#### [DIRECTIONS FOR THIS TASK]
Copy the listing below again, starting with the line containing "In the photo above, where can the setting" and going on through the last line of the listing, with the requests included. Shift each point by adding 121 to both of its coordinates.

#### [AVAILABLE DATA]
☆ ☆ ☆ ☆ ☆ ☆ ☆

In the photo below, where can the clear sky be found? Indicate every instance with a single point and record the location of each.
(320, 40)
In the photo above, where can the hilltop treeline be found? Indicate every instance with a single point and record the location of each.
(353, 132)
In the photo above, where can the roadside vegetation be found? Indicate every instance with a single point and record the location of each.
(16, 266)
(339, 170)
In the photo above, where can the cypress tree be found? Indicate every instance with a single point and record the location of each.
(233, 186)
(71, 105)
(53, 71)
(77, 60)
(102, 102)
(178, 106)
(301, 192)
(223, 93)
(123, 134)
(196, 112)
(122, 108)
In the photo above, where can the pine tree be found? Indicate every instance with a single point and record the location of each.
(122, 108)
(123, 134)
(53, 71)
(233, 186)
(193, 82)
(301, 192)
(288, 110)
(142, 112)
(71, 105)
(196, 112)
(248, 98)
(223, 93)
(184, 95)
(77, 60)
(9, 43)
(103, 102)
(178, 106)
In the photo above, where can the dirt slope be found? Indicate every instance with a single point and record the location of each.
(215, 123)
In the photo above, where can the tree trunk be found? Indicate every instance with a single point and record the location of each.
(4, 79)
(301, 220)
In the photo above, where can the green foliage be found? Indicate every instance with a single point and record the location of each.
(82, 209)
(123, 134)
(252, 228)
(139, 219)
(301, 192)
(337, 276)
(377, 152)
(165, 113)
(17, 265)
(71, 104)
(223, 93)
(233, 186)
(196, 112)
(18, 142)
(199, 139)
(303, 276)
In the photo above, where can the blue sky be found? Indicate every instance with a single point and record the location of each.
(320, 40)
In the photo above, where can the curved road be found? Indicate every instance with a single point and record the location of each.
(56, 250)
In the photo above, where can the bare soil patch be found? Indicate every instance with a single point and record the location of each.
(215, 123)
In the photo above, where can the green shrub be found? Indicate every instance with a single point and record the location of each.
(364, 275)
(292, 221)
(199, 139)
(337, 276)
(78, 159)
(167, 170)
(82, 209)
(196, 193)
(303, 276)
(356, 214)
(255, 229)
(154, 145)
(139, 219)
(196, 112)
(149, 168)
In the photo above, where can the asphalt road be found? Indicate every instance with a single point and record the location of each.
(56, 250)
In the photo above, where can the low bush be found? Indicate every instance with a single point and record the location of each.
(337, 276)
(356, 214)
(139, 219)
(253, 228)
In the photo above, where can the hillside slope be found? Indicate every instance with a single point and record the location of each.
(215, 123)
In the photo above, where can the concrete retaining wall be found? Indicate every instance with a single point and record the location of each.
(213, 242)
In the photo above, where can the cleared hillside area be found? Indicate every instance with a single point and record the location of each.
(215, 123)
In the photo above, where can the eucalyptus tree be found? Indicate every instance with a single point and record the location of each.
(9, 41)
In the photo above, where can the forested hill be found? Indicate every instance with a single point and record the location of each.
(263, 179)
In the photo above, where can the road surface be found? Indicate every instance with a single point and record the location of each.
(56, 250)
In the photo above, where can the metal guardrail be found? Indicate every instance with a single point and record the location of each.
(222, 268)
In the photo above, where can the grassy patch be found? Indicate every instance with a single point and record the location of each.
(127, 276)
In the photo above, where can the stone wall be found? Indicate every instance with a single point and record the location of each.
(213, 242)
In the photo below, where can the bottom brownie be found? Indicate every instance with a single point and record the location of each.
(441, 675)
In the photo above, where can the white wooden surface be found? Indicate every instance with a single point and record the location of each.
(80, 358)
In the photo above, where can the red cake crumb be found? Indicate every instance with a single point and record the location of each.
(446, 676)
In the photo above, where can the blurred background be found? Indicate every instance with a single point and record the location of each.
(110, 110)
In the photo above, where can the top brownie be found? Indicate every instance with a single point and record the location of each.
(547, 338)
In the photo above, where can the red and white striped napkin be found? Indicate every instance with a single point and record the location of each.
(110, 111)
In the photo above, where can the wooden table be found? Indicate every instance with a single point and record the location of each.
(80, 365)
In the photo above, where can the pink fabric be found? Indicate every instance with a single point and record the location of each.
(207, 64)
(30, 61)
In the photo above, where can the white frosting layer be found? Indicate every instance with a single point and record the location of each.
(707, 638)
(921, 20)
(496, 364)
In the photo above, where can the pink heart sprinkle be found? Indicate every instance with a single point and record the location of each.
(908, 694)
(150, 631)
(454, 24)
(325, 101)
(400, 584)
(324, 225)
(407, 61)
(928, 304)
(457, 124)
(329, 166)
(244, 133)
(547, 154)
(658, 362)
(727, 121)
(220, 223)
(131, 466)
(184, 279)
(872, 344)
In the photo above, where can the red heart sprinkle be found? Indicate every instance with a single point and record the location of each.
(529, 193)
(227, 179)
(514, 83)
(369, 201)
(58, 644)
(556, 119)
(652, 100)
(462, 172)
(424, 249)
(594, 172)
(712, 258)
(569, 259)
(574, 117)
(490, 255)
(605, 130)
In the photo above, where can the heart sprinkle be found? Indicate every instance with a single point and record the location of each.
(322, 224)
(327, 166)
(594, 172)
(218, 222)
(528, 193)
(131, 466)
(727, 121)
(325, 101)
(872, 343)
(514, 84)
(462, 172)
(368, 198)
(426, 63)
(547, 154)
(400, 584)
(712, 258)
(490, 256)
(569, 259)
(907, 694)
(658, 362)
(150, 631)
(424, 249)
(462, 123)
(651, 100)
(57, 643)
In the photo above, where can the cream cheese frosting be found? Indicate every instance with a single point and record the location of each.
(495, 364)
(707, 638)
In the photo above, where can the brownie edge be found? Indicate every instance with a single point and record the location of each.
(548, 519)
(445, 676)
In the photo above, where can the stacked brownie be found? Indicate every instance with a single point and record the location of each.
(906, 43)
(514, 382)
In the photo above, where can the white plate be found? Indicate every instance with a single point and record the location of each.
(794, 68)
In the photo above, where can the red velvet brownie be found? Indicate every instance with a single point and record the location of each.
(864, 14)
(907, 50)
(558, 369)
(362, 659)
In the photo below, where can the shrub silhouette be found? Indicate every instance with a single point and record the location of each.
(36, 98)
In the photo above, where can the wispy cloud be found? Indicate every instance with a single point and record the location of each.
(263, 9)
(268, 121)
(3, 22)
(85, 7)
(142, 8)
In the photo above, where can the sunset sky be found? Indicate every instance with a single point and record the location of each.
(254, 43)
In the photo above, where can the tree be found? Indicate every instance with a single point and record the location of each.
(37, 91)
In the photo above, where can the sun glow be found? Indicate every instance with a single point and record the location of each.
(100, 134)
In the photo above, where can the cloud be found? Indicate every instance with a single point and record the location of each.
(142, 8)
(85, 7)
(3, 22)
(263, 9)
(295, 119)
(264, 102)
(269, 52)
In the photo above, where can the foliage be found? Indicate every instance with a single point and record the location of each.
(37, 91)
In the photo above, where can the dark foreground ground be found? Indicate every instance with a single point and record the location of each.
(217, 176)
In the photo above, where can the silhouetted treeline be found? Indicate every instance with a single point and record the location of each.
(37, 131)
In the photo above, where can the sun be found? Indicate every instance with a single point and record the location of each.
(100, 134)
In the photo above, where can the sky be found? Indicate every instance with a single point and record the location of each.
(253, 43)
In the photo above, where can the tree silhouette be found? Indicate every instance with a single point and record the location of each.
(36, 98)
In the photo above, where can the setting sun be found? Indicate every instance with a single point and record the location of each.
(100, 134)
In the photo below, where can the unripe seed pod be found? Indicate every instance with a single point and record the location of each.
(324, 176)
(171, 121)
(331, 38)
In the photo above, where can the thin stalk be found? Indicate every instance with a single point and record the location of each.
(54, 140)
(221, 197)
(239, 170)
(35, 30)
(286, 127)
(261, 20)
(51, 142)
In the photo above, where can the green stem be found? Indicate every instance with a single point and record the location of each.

☆ ☆ ☆ ☆ ☆ ☆ ☆

#### [WRITTEN RESPONSE]
In the photo above, where can the setting sun be found? Indicate every instance with a single point and record the location of each.
(221, 255)
In the photo below, where can the unripe seed pod be found? Indicate every instance with a single point and record the location of each.
(445, 297)
(292, 242)
(452, 159)
In the photo above, where can the thin stalk be found? Indicate every instance with a single point and record the location of each.
(175, 261)
(342, 318)
(360, 291)
(156, 151)
(407, 248)
(382, 141)
(172, 263)
In the photo above, where can the green stem be found? Indicate every instance with a single point and record the location of each.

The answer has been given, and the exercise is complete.